§ Exercise description
Reproduce the listing below word for word, from the line containing "Mark every instance of the residential" through the final line of the listing, both ends included.

§ Record list
____________________
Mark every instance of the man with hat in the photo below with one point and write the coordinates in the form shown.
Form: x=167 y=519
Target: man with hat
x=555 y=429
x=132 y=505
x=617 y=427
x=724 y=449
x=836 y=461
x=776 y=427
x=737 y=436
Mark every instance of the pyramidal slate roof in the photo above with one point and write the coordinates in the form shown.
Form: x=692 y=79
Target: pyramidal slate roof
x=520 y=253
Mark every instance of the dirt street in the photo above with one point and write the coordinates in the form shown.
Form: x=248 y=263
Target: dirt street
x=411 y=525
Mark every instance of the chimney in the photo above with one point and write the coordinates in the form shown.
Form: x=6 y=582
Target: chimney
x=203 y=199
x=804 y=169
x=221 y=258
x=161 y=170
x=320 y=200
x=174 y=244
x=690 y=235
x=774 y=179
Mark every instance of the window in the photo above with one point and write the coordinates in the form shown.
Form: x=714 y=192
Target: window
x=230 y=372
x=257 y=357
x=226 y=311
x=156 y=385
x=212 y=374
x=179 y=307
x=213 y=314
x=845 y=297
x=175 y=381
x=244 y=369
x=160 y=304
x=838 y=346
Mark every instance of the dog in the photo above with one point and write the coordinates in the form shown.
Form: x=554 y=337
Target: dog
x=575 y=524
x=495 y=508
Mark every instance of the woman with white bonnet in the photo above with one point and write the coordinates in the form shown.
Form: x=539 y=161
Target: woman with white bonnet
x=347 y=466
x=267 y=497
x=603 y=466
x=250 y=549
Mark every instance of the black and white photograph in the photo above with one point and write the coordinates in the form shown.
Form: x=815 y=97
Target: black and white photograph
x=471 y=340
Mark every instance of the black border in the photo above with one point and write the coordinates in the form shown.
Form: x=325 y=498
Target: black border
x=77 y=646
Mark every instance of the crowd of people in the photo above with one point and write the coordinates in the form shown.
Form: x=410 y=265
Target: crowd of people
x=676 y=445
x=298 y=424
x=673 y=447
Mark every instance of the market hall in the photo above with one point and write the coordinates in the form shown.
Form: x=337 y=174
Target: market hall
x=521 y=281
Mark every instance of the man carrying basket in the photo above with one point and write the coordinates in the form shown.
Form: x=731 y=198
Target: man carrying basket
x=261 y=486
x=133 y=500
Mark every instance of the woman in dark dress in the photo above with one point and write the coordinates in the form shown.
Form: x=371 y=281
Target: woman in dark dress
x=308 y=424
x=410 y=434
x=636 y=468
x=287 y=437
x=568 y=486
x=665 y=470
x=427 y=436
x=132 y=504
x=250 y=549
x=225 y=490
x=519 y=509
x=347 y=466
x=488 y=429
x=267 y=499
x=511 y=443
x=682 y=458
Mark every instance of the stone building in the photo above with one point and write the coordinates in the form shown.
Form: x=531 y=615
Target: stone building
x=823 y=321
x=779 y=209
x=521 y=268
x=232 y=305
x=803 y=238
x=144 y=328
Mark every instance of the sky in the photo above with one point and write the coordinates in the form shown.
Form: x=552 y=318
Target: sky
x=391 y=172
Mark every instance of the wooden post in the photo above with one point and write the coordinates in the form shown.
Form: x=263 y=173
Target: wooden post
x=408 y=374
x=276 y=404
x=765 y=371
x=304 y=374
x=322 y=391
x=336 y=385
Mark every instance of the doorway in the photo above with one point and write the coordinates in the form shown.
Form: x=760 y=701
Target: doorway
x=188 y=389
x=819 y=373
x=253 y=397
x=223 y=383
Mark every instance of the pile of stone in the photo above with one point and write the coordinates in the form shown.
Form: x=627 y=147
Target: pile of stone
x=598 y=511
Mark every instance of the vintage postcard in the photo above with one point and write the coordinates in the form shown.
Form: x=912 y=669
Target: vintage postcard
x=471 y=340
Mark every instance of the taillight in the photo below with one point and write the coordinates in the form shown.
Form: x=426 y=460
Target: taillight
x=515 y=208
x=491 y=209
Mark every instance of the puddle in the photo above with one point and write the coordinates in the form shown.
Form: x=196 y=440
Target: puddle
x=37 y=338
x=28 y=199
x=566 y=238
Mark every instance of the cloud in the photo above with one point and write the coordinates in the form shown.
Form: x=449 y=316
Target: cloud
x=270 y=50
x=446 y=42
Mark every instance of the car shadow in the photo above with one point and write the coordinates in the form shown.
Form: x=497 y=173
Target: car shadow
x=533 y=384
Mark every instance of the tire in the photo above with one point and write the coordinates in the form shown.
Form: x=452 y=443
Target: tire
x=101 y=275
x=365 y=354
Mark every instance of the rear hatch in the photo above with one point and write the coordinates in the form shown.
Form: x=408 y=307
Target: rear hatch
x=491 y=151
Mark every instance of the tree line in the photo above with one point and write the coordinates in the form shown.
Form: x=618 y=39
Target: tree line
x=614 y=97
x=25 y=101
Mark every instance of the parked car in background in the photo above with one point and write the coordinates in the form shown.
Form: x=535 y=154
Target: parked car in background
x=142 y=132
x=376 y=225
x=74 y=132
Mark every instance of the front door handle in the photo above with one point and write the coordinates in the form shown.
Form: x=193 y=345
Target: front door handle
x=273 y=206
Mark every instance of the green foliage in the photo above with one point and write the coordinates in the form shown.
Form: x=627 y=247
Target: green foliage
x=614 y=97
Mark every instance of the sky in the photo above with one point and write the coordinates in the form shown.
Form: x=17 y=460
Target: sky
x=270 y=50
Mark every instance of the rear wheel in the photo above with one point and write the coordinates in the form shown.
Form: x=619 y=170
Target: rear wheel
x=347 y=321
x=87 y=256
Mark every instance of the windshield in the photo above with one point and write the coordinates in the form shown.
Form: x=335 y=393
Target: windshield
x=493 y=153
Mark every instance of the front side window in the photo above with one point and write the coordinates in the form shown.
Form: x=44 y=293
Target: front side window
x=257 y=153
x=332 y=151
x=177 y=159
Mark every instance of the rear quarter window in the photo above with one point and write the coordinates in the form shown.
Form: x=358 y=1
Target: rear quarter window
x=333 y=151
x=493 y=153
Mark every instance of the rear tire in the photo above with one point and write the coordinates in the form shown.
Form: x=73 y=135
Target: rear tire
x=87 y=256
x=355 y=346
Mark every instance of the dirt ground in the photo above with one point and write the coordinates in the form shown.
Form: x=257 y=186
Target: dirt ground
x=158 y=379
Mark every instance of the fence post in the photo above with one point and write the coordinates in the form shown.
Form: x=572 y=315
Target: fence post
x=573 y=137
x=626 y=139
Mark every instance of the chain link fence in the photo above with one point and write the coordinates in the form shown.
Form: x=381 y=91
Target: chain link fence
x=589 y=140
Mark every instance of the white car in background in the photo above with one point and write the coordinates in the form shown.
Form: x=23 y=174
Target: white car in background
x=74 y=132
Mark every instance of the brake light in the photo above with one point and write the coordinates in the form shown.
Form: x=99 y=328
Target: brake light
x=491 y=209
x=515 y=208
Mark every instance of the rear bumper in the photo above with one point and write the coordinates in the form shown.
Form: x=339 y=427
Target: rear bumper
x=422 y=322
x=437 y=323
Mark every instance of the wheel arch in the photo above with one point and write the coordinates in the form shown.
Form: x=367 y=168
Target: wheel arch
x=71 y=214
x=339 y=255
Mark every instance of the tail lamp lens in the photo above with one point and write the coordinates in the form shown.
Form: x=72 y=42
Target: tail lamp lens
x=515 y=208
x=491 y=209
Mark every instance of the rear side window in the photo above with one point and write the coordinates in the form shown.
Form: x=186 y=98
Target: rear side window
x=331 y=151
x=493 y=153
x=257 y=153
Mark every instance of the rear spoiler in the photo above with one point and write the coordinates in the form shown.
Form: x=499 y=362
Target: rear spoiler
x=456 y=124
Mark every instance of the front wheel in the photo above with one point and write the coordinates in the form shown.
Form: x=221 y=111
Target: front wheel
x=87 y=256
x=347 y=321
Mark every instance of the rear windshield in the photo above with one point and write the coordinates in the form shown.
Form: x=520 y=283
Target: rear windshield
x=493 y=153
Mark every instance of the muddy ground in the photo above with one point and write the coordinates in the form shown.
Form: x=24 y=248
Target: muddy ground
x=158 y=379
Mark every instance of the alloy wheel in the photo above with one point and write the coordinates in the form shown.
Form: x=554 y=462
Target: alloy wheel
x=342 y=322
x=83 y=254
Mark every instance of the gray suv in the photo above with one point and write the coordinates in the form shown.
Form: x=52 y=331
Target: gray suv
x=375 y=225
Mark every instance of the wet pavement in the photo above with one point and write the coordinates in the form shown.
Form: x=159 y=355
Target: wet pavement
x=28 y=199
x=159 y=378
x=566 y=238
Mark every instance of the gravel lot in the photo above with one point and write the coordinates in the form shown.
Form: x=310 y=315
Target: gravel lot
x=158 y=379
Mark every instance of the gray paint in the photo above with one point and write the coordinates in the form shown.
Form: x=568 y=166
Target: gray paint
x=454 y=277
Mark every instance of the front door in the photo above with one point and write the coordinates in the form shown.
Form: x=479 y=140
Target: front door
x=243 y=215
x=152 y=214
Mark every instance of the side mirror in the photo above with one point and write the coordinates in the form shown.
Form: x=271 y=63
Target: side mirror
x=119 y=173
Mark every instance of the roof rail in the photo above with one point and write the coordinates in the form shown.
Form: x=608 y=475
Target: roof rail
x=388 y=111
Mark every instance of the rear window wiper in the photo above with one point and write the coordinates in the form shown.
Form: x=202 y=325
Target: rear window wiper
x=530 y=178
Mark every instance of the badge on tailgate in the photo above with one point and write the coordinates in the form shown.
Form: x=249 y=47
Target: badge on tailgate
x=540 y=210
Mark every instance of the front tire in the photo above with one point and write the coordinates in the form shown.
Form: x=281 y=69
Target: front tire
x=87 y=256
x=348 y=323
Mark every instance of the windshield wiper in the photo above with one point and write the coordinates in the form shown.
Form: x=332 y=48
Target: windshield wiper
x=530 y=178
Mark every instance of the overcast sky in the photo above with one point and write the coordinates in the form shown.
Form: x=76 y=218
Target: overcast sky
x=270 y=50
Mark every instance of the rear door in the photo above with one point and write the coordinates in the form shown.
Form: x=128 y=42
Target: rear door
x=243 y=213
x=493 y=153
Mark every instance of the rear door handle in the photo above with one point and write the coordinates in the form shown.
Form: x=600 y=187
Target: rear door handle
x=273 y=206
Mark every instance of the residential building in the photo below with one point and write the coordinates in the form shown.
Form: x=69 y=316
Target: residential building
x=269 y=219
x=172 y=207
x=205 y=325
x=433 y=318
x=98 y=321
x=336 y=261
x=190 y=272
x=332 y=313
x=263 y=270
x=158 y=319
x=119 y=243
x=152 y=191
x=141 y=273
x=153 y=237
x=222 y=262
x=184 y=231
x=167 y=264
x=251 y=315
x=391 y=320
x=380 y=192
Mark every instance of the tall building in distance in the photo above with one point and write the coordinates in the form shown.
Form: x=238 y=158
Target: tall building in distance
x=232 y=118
____________________
§ Result of this task
Mark every instance of the residential building in the photo below with one point and write the coordinates in the form shown.
Form: x=69 y=316
Target: residential building
x=269 y=219
x=172 y=207
x=205 y=325
x=433 y=318
x=98 y=321
x=336 y=261
x=190 y=272
x=332 y=313
x=263 y=270
x=158 y=319
x=119 y=243
x=152 y=191
x=141 y=273
x=153 y=237
x=222 y=262
x=184 y=231
x=167 y=264
x=251 y=315
x=391 y=320
x=380 y=192
Mark every instance of the tall building in distance in the photo above with one point and write the coordinates in the form shown.
Form: x=238 y=158
Target: tall building in distance
x=232 y=118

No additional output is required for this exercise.